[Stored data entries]

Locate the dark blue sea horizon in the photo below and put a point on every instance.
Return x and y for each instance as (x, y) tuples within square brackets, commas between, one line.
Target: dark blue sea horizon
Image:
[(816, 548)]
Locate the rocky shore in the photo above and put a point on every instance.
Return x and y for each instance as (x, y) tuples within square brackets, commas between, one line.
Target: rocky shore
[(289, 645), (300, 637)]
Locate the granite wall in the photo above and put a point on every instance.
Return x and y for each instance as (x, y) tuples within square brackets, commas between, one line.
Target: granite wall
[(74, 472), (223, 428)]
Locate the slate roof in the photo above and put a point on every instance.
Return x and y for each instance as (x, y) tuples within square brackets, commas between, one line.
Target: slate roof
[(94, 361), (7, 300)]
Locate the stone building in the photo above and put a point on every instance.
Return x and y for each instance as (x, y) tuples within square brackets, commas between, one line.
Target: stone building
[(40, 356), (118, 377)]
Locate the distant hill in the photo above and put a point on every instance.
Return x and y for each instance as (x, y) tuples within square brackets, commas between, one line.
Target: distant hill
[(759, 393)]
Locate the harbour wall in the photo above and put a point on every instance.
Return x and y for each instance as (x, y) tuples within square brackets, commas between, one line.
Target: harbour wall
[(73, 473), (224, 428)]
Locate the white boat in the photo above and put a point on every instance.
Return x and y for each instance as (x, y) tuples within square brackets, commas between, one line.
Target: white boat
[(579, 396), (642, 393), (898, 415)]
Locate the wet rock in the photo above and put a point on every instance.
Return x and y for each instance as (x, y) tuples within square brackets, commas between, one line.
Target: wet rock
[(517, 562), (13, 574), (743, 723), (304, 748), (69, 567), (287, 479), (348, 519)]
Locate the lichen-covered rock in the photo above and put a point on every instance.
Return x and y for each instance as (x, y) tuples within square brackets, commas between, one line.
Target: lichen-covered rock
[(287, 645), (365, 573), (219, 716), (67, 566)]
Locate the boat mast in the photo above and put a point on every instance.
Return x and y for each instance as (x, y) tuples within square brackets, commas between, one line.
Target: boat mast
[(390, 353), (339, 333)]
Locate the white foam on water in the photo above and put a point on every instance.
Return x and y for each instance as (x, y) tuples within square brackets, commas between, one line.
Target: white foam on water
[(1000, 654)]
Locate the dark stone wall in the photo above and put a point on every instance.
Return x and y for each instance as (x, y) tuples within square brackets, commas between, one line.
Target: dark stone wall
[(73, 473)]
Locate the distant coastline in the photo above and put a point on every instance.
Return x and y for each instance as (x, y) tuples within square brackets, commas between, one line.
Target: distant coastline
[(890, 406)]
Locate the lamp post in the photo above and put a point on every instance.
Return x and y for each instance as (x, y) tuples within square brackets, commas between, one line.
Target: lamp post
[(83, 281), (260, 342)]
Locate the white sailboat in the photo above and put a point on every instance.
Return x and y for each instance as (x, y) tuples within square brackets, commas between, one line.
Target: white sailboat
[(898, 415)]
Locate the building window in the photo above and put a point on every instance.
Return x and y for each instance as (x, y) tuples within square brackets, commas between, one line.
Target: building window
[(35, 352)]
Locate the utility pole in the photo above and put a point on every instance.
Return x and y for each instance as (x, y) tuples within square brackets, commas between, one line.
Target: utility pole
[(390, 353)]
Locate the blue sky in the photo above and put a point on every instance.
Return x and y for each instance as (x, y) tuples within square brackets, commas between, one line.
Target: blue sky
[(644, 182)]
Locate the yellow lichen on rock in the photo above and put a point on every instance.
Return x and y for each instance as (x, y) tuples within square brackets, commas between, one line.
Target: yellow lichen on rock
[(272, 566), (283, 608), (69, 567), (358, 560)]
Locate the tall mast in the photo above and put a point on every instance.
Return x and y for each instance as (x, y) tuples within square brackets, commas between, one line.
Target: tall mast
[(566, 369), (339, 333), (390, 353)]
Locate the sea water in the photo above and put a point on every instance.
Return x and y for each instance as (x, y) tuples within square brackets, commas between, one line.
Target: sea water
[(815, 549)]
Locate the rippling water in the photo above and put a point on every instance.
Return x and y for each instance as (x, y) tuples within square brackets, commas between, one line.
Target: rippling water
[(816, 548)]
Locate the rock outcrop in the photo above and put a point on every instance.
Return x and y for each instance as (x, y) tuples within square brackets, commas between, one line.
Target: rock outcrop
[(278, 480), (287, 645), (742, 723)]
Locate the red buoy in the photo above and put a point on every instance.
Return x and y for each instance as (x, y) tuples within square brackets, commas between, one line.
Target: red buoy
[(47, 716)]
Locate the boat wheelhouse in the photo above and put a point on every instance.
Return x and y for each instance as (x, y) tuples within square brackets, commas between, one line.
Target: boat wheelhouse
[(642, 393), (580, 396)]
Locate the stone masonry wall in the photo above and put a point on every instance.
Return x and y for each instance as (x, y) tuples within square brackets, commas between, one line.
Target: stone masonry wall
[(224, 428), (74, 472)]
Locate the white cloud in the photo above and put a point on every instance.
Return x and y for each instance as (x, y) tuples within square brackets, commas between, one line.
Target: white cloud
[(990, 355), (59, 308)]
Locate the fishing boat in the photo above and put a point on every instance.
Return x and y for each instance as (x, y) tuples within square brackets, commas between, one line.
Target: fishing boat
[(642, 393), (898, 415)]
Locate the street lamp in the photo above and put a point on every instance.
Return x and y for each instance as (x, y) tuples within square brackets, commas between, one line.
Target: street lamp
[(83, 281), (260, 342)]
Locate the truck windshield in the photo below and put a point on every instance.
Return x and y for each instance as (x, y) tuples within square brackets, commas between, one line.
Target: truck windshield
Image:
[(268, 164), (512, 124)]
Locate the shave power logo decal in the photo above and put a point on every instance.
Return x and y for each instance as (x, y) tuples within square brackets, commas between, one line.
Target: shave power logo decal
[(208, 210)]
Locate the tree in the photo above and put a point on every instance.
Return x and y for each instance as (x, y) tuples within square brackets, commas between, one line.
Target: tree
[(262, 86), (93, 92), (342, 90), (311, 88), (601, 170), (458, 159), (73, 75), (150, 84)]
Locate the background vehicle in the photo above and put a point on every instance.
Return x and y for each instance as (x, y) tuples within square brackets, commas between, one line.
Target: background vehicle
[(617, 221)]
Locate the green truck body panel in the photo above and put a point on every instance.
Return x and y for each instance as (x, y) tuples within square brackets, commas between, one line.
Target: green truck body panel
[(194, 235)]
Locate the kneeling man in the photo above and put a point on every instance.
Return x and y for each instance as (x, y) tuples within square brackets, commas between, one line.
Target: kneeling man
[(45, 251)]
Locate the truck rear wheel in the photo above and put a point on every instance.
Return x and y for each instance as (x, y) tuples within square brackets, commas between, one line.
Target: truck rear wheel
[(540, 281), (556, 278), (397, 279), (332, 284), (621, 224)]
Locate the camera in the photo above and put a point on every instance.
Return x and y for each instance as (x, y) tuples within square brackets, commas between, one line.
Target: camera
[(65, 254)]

§ **What to do**
Output every entry exactly as it appears.

§ **Answer to the problem**
Locate the dark blue sea horizon in the photo below and put a point on every instance.
Return x and y for each instance as (x, y) tuples within square brackets, commas between, one line.
Target: dark blue sea horizon
Image:
[(816, 548)]
Locate the rocky shore in the photo above and put a point on every instance.
Return x and y for each instance as (x, y) tuples within square brackets, commas between, one line.
Target: rocky shore
[(289, 645), (300, 637)]
Locate the granite wall in the photo above and put a point on every instance.
Return x and y for each instance as (x, y) tuples within square brackets, commas between, one line.
Target: granite wall
[(74, 472), (223, 428)]
Locate the slate roof in the photo above and put a point on every instance.
Return x and y for each instance as (x, y) tuples within square brackets, commas between, one line.
Target: slate roof
[(94, 361), (7, 300)]
Locate the stone building in the photo above and put a point on every instance.
Return x and y for each instance as (x, y) tuples within square brackets, commas between, one line.
Target: stone building
[(40, 356), (118, 377)]
Locate the distant hill in the photo above and put a point on every instance.
Return x and y for each instance as (x, y) tuples within square brackets, commas between, one line.
Target: distant hill
[(759, 393)]
Locate the harbour wall in the photo above and put a point on every instance.
Return x and y for each instance as (x, y) tuples within square brackets, commas between, one line.
Target: harbour wall
[(73, 473), (224, 428)]
Locate the white boat in the photo above and put a point on every instance.
Return x and y for each instance as (x, y) tuples within square brackets, commas between, one line.
Target: white boat
[(579, 396), (642, 393), (898, 415)]
Locate the wet rock in the photo above and put a point on every instance.
Return x and y for each instance as (x, y) tuples within square brackets, commas between, one line.
Target: wet rock
[(517, 562), (13, 574), (743, 723), (304, 748), (69, 567), (287, 479), (348, 519)]
Locate the lichen-covered rock in the photo above and put a point on every instance.
Return x and y for each instance as (x, y) tuples within square brackets, commas between, one line.
Target: lichen-covered rock
[(287, 645), (365, 573), (219, 716), (67, 566)]
Locate the boat mast in the photo above and put a point on every instance.
Return x and y for each instance as (x, y) tuples within square brackets, commas between, one line.
Target: boat mast
[(390, 353), (339, 333)]
Locate the white foam on water in the photo above and put a point on every instance.
Return x and y for each instance as (x, y) tuples within square brackets, commas between, one line.
Target: white foam on water
[(1000, 654)]
Locate the dark stone wall in the photo above and put a point on every instance.
Return x and y for each instance as (x, y) tuples within square brackets, commas between, one line.
Target: dark stone wall
[(73, 473)]
Locate the distant coastline in the photo above and put a point on every instance.
Return x and y for each instance as (x, y) tuples within square brackets, commas between, one line.
Target: distant coastline
[(890, 406)]
Locate the lamp post in the photo above and put a point on every instance.
Return x and y for each instance as (x, y) tuples within square brackets, commas between, one line.
Target: lamp post
[(83, 281), (260, 342)]
Locate the white sailboat in the photo above and put a point on every instance.
Return x and y for each instance as (x, y) tuples within square brackets, commas between, one line.
Target: white sailboat
[(898, 415)]
Locate the building window in the photo above and put a point on every instance.
Return x and y for each instance as (x, y) tuples within square brackets, commas between, one line.
Target: building window
[(35, 352)]
Locate the utility pole in the photo above and put a point on every instance.
Return x and y for each instance as (x, y) tuples within square brackets, commas between, one line.
Target: utility pole
[(390, 353)]
Locate the blue sky in the photo above and put a point on every instance.
Return x and y for each instance as (x, y) tuples within square brackets, commas between, one line.
Target: blue sky
[(644, 182)]
Locate the yellow lichen on rock in the photo above and put a point on every instance.
Return x and y for each instance as (x, y) tuples within square brackets, commas between, one line.
Target: yellow lichen on rock
[(272, 566), (283, 608), (69, 567), (358, 560)]
Locate the tall mast in the photo above and put a point on every instance.
Return x and y for each instance as (x, y) tuples within square brackets, commas between, one line.
Target: tall mast
[(566, 369), (339, 333), (390, 353)]
Locate the sea water in the photo above and put a point on every instance.
Return x and y for each instance as (x, y) tuples within square brackets, commas between, one line.
Target: sea water
[(815, 549)]
Locate the rippling water in the photo above and put a point on every instance.
Return x and y for each instance as (x, y) tuples within square brackets, commas between, one line.
Target: rippling water
[(816, 548)]
Locate the rock outcrop in the photo above and put a point on every instance.
Return x and y for each instance as (x, y) tuples within square brackets, commas between, one line.
Target: rock outcrop
[(278, 480), (287, 645), (742, 723)]
Locate the red buoy in the photo above and put a point on every instance.
Return x and y for each instance as (x, y) tuples within square brackets, commas between, one line.
Target: red buoy
[(47, 716)]
Locate the boat wheelhouse in the photo above and put a point on every instance.
Return x and y for each instance as (x, y) tuples within square brackets, commas between, one line.
Target: boat wheelhouse
[(642, 393), (580, 396)]
Locate the stone masonry wall in the photo above and put a point on every instance.
Return x and y for each instance as (x, y) tuples within square brackets, commas between, one line.
Target: stone masonry wall
[(224, 428), (74, 472)]
Locate the white cloud in the photo above and put a point on every instance.
Return x and y for each instance as (x, y) tuples within square brackets, commas between, one line.
Target: white cloud
[(990, 355), (59, 308)]
Locate the fishing boat in the photo above and put a point on every instance.
Return x and y for each instance as (x, y) tuples within square brackets, commas between, one line.
Target: fishing boat
[(642, 393), (898, 415)]
Locate the street lamp in the photo above and put a point on every instance.
Return x and y for each instance as (x, y) tuples within square brackets, commas between, one line.
Target: street lamp
[(83, 281), (260, 342)]
Locate the truck windshield in the photo below and put a point on every instance.
Return x and y for each instance as (x, y) tuples within square brackets, commas between, one line.
Target: truck windshield
Image:
[(268, 164), (512, 124)]
Locate the shave power logo decal in the photo above and put a point on every instance.
Return x and y for each instance as (x, y) tuples within square brackets, commas between, one line.
Target: shave power logo decal
[(208, 210)]
Locate the tree in the photo above and put a point on every instance.
Return x and y for each instance as (x, y) tuples within square brackets, commas between, one line.
Target: tree
[(262, 86), (93, 92), (342, 90), (311, 88), (601, 170), (458, 159), (73, 75), (150, 84)]
Locate the background vehicle in the photo above and put a point on every instance.
Return x and y for each instance as (x, y) tuples within square brackets, commas between, one line.
Target: background vehicle
[(617, 221)]
Locate the green truck body panel in the photo above and put a point on every instance.
Return x and y for each instance as (x, y) tuples within square brackets, commas between, one line.
Target: green truck body panel
[(194, 235)]
Locate the kneeling man in the photo above and put a point on every instance.
Return x and y for each instance as (x, y) tuples within square brackets, commas between, one line.
Target: kneeling man
[(45, 251)]
Locate the truck rear wheel in the photo above and put a point on every instance.
Return x and y for each instance as (x, y) tuples within square brackets, commas between, one line.
Target: truck rear wheel
[(540, 281), (556, 278), (397, 279), (332, 284), (621, 224)]
Locate the camera in the photo above and put a point on every instance.
Return x and y for each instance as (x, y) tuples within square brackets, commas between, one line.
Target: camera
[(65, 254)]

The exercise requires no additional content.